**TASK TO COMPLETE:**
Rewrite all of the rows below, replacing "SHOULD" with "MUST" and leaving everything else unchanged. Omit the pictures from your answer.

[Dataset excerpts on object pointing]

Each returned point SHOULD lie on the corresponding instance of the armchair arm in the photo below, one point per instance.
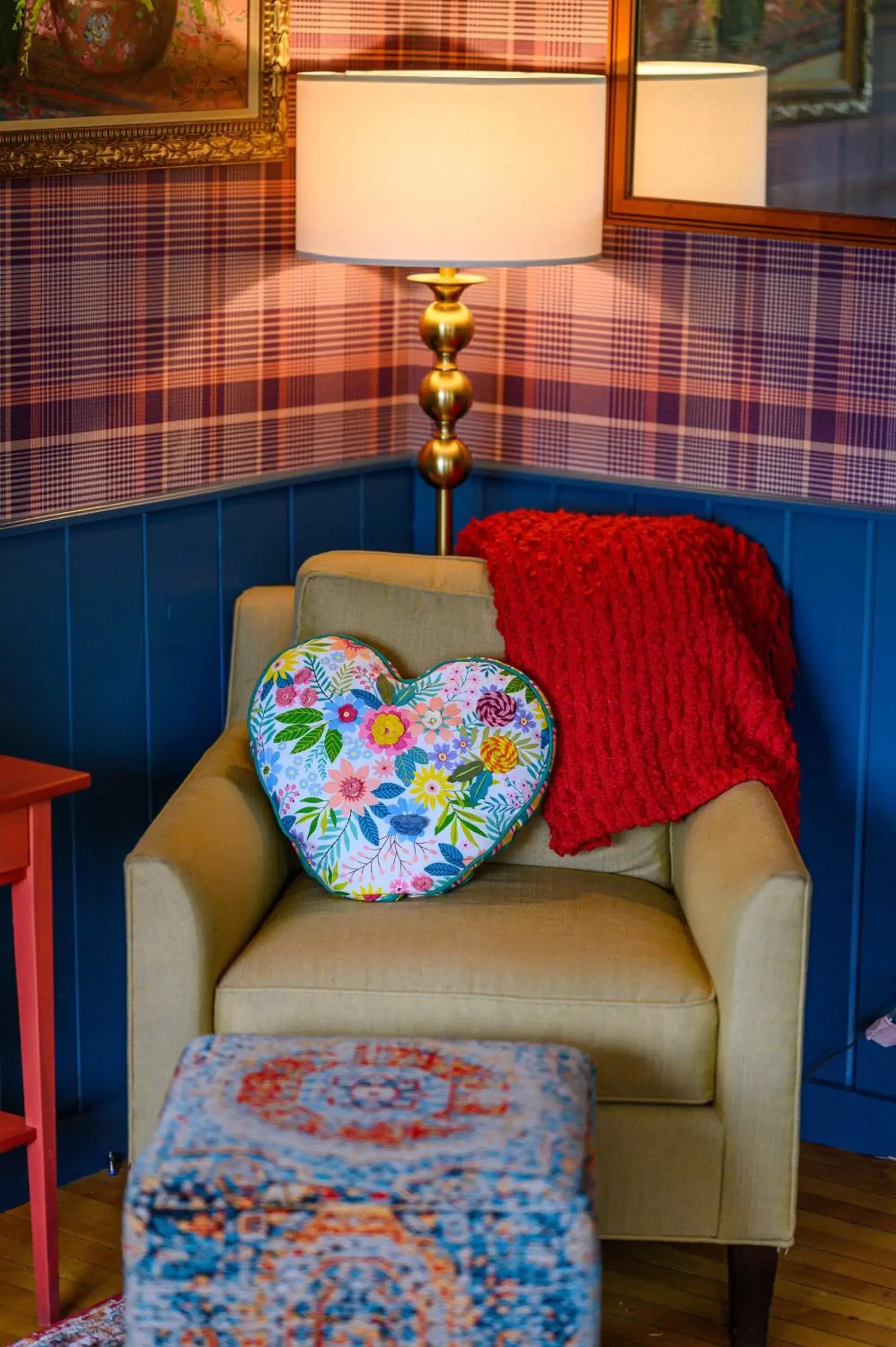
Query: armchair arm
(746, 895)
(197, 887)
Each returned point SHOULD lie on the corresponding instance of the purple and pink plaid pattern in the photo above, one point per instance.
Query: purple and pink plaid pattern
(161, 335)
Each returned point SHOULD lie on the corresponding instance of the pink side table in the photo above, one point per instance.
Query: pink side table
(26, 863)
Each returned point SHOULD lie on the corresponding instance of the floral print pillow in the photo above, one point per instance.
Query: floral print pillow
(392, 787)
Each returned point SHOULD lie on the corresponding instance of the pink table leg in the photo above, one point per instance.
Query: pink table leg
(33, 931)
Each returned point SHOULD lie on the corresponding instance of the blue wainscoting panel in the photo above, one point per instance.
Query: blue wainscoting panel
(829, 577)
(185, 642)
(255, 550)
(115, 636)
(110, 733)
(875, 1067)
(34, 720)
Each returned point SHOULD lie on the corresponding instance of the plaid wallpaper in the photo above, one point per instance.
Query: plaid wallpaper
(159, 333)
(739, 364)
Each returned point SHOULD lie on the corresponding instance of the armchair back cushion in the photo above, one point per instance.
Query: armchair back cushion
(418, 611)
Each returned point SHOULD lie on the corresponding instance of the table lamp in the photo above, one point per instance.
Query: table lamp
(701, 128)
(445, 170)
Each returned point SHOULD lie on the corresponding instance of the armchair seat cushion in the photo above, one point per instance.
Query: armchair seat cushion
(603, 962)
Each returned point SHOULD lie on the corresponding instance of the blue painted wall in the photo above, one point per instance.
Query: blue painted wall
(115, 638)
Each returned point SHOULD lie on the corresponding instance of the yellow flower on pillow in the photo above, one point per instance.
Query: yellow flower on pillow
(431, 787)
(499, 755)
(388, 729)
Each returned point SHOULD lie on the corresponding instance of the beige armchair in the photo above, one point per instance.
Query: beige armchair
(677, 957)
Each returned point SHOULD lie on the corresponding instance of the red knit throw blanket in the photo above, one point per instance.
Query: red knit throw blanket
(665, 648)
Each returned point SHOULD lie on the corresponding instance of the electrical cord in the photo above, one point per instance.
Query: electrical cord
(837, 1052)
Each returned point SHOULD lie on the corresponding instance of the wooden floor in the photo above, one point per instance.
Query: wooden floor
(836, 1288)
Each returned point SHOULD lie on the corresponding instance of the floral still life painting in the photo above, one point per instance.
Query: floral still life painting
(392, 787)
(107, 84)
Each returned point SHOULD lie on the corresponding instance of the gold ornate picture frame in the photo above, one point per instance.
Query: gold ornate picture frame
(143, 84)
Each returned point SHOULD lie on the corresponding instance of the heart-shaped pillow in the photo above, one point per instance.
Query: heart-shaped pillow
(392, 787)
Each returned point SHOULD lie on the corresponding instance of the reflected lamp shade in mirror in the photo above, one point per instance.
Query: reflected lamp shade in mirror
(701, 132)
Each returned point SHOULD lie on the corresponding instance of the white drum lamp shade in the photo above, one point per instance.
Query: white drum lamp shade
(451, 167)
(701, 132)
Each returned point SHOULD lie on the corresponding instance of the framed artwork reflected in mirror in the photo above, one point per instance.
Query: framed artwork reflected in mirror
(818, 158)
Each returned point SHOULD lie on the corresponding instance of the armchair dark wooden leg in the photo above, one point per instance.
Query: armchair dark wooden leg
(751, 1283)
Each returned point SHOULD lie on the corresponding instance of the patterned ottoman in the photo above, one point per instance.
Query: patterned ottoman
(365, 1194)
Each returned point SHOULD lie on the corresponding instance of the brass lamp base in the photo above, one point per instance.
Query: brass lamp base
(446, 394)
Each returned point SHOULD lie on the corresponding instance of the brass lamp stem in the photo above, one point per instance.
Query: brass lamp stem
(446, 394)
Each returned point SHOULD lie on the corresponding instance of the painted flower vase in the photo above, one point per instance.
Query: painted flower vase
(114, 37)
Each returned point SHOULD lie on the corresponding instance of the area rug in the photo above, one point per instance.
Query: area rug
(99, 1327)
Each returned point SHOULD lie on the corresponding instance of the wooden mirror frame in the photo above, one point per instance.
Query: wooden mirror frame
(763, 221)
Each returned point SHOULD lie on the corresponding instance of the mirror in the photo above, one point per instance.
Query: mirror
(755, 116)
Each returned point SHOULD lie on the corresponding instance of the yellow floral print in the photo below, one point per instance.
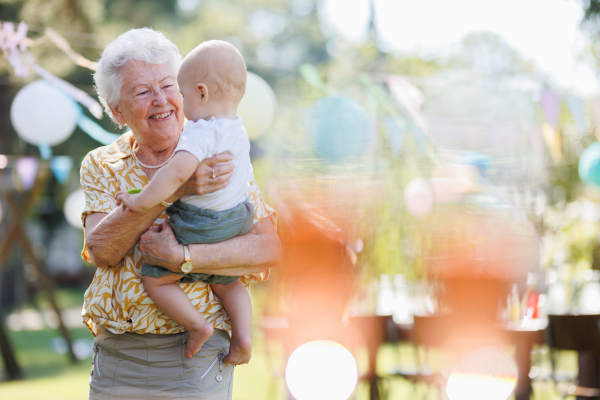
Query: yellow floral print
(116, 299)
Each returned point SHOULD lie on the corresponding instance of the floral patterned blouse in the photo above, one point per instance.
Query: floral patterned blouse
(116, 298)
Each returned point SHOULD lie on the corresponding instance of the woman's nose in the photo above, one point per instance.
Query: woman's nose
(160, 98)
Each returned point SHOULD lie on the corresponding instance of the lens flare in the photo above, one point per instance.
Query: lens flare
(488, 373)
(322, 369)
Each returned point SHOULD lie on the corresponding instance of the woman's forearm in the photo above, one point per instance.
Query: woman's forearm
(109, 237)
(253, 252)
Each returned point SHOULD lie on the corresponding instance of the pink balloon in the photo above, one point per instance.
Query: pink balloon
(418, 197)
(445, 190)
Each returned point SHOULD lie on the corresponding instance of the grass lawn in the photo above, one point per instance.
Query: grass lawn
(50, 376)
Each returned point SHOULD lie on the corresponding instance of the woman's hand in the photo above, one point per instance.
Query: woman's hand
(159, 247)
(202, 181)
(252, 252)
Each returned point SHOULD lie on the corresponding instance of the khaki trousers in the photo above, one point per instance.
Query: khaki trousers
(150, 366)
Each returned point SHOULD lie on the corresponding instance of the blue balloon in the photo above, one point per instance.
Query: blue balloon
(589, 164)
(341, 128)
(478, 160)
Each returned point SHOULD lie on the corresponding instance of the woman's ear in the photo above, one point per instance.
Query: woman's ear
(117, 114)
(202, 91)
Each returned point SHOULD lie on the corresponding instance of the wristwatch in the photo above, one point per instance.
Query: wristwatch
(187, 266)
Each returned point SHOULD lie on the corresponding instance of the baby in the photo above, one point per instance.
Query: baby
(212, 81)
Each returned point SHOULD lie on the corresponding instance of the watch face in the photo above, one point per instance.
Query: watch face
(187, 267)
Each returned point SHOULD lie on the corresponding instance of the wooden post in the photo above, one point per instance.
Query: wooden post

**SOLUTION TO THE PROBLEM:**
Each returned point MUST lie on the corresponding instance of the armchair arm in the photo below, one point per instance.
Query: armchair arm
(746, 895)
(197, 887)
Each returned point MUST lie on the corresponding instance of the purple and pink plaid pattern in the photo above, one point per instance.
Query: purple and pink plaid pattern
(161, 335)
Each returned point MUST lie on the corresponding instance of the pink side table in the photo above, one point per instance.
Query: pink side table
(26, 863)
Each returned point MUST lie on the corresponding instance of the floral print pillow in the photo above, one point per instance.
Query: floral print pillow
(392, 787)
Each returned point MUST lie on the corresponding instance of the pink table leg in the photo above, one point per instance.
Query: pink table leg
(33, 931)
Each returned point MUST lie on the corresponding instance of the blue wainscoting panel in the photo above, one point per instance.
Query: blue wainscoting panel
(829, 577)
(185, 642)
(255, 550)
(115, 636)
(110, 733)
(875, 1067)
(34, 720)
Each returned point MUST lie on the corresponding instance of the plaid wallpaper in the photo above, one point per instance.
Query: plaid wallpaper
(159, 333)
(739, 364)
Each returned point MUST lie on the corresponding instance of the armchair back cushion in the photo above, one point per instance.
Query: armchair back cushion
(418, 611)
Each returned point MUST lie on the corresponding instance of the table lamp in the photo above, one point per instance.
Query: table lamp
(701, 128)
(445, 170)
Each returned point MUST lie on the corresponding instance of the armchair seat cushion in the photo above, one point per instance.
Query: armchair seat cushion
(603, 962)
Each returned point MUST lie on the corresponding instance of the blue painted wall in the photo above, one point per instance.
Query: blue painted wall
(115, 638)
Each returned point MUST lie on the corresponding instance of the yellow flower on pillow in the photo above, one point per instance.
Query: yellow flower on pillow
(431, 787)
(499, 755)
(388, 729)
Each returned point MUST lie on the corresponding instance of the beige armchair in the photo above, one point per instance.
Query: beige armchair
(677, 957)
Each returned point MUST lie on the corresponding instance of the red knit throw blanket in the photo above, one point per instance.
Query: red knit throw blanket
(665, 648)
Each returned point MUST lie on the corresponding instance of the electrical cord in the photo above, one point per instance.
Query: electrical cord
(837, 1052)
Each returned point MUST lie on the corresponding instance of the wooden floor in the photo above, one point per instance.
Query: wooden floor
(836, 1288)
Each returned point MUST lie on the corresponding instance of the floral still life painting in the photo above, one point per instance.
Query: floral still life painting
(392, 787)
(107, 84)
Each returned point MUST lie on the corresponding instance of the gold ornate picture frame in the photo above, one point per instance.
Query: gold ornate picture frame
(143, 84)
Each returned point MUST lie on the corresponding instance of the heart-shaped pillow in the photo above, one point per instance.
Query: heart-shaped pillow
(392, 787)
Each returned point MUST lie on the corresponding instance of the reflected lamp shade in mirror in the photo above, one point per instance.
Query: reflected lamp shade in mirror
(701, 132)
Each returned point MUST lie on the corresponding instance of the white drum lamp shade in the photo above, one point per instance.
Query: white drum lamp shade
(451, 167)
(701, 132)
Each returned point MUST lie on the corresponding instance of the framed artwork reflected in mirror in the photo above, one point per instance.
Query: framed artwork reflected in mirror
(818, 158)
Each returned point MUST lie on the corresponding instance of the armchair dark wooden leg in the photo above, one point per instance.
Query: armchair dark wooden leg
(751, 1283)
Each returned point MUST lie on the corresponding instance of the patterned ottoman in the photo above, one point per instance.
Query: patterned ottoman
(365, 1194)
Each returned point MUST lie on the corresponding instance of the brass lamp base in the photo above, one point per instance.
Query: brass lamp base
(446, 394)
Each returned point MUST lie on the corresponding instance of the brass lamp stem in the photo above, one point per instance.
Query: brass lamp stem
(446, 394)
Each returned point MUST lie on the corresponding instance of the painted flower vase in the photo above, one point per instance.
Query: painted flower vase
(114, 37)
Each returned point MUST lie on the corresponding instance of the area rug in the photo above, one point per instance.
Query: area rug
(99, 1327)
Each returned point MUST lie on the corresponding instance of the wooden mirror frame in the photo above, one point per instance.
Query: wooden mirror frame
(763, 221)
Each returned point MUST lie on the corresponding instance of the mirror in the photo above, one point per instance.
Query: mirror
(755, 116)
Each returned point MUST lie on the corresponding instance of the yellow floral print in the photo below, one point per instance.
Query: yellow floral print
(116, 299)
Each returned point MUST lie on the corresponding instance of the floral patterned blouse in the photo above, one point per instance.
Query: floral patterned blouse
(116, 298)
Each returned point MUST lie on the corresponding instance of the woman's nose in the photo above, one point per instance.
Query: woman's nose
(160, 98)
Each returned point MUST lie on the corresponding instance of the lens flare in the photo above, one point per instance.
Query: lens flare
(488, 373)
(322, 369)
Each returned point MUST lie on the corresponding instance of the woman's forearm in the photo above, one point per instance.
Query: woman's forearm
(109, 237)
(253, 252)
Each returned point MUST lie on the corresponding instance of the pink balloon in the photo above, one point per instance.
Query: pink balloon
(418, 197)
(445, 190)
Each returned point MUST lie on the corresponding instance of the grass lawn in the photo above, one point per instance.
Query: grass lawn
(50, 376)
Each returned point MUST lie on the corresponding instance of the woman's hand in the photo above, one point per instance.
Query: woman's hand
(159, 247)
(202, 181)
(252, 252)
Each returned point MUST lie on the corresponding instance of the khaki trousers in the photo above, one point per instance.
Query: khaki trousers
(150, 366)
Each returned point MUST lie on the corresponding instance of the blue balloon in the photo above, one point per instance.
Query: blue balloon
(589, 164)
(341, 128)
(478, 160)
Each returned point MUST lie on the corresponding instance of the woman's ear in the photo above, one point per instance.
Query: woman's ear
(117, 114)
(202, 91)
Each returned point MUST lie on the corresponding instance of the wristwatch in the photo above, one point per instance.
Query: wristwatch
(187, 266)
Each returned point MUST lie on the corresponding instance of the baby in the photo above, one point per instance.
Query: baby
(212, 81)
Each returned point MUST lie on the corresponding instance of the watch face in the photo above, one point per instance.
Query: watch face
(187, 267)
Each returned point MUST lie on the corresponding instance of the wooden post in the photo above, one point per instance.
Query: wooden post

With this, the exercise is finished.